Passage shown
In Focus

Antin’s Influences

Artist Carolee Schneemann has observed of Eleanor Antin’s Blood of a Poet Box 1965–8 (Tate T14882) that it demonstrated ‘a unique aspect of combining medical science, minimalism, ritual and community participation’.1 Blood of a Poet Box was notably of its time, in that it related to contemporaneous movements such as conceptual art, Fluxus and performance art, as well as drawing on significant artistic precedents including surrealism, dada and the work of Marcel Duchamp, who straddled these two avant-garde movements. In this way, Blood of a Poet Box suggests that Antin was as well versed in developments and debates in art as she was familiar with the New York poetry scene.

Exercise prompt
Rewrite the passage on Antin's influences from "Antin’s Influences" to "York poetry scene.", swapping "Marcel Duchamp" for "Duchamp".

The data
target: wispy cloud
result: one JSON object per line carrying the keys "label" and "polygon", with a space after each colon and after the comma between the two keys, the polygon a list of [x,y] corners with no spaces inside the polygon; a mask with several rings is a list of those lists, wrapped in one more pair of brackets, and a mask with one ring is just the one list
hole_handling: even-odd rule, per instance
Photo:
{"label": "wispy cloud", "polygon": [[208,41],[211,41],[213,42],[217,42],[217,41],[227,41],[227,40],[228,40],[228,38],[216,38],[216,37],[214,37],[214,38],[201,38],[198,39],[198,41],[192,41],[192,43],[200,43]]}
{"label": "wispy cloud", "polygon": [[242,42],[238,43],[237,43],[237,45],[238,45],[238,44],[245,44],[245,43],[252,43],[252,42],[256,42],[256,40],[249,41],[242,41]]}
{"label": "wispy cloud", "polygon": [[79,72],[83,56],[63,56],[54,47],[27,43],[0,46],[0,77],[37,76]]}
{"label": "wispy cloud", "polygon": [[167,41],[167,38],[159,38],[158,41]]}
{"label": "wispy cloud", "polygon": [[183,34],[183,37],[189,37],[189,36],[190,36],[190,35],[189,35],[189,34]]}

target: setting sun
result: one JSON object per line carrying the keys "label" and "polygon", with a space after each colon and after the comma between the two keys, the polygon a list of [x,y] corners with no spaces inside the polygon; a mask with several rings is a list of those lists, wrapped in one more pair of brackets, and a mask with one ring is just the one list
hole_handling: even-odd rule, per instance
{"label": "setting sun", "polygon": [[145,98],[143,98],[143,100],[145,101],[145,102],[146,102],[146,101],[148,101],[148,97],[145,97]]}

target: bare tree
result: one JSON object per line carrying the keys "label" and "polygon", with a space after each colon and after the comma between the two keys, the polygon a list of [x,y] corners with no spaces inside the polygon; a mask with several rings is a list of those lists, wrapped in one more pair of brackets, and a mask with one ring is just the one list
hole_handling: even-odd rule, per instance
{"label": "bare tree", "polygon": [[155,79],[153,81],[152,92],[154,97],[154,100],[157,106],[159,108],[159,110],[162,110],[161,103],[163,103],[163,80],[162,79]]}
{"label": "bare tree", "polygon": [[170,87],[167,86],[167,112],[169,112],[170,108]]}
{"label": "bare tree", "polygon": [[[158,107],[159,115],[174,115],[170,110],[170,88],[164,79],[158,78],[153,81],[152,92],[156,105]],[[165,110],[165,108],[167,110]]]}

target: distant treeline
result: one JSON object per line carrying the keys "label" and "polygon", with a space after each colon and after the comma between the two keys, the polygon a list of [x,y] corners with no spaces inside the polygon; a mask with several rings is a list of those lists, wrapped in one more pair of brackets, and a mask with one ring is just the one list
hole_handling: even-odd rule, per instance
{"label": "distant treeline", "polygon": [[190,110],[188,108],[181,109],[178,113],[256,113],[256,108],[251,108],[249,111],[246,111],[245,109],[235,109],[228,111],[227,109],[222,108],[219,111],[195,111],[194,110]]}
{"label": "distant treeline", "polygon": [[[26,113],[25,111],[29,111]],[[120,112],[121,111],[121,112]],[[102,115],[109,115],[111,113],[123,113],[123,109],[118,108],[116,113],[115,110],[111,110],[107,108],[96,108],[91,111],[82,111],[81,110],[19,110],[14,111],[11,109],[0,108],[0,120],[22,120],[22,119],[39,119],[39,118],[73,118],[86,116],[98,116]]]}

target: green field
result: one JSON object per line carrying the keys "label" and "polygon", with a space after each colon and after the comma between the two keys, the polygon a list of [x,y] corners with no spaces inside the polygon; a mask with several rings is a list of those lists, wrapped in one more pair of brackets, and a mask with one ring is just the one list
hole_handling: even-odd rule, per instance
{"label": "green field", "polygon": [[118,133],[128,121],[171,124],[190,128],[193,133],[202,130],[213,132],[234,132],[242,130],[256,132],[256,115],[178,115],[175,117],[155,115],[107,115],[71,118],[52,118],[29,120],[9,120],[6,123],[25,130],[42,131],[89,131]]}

Exercise answer
Antin’s Influences

Artist Carolee Schneemann has observed of Eleanor Antin’s Blood of a Poet Box 1965–8 (Tate T14882) that it demonstrated ‘a unique aspect of combining medical science, minimalism, ritual and community participation’.1 Blood of a Poet Box was notably of its time, in that it related to contemporaneous movements such as conceptual art, Fluxus and performance art, as well as drawing on significant artistic precedents including surrealism, dada and the work of Duchamp, who straddled these two avant-garde movements. In this way, Blood of a Poet Box suggests that Antin was as well versed in developments and debates in art as she was familiar with the New York poetry scene.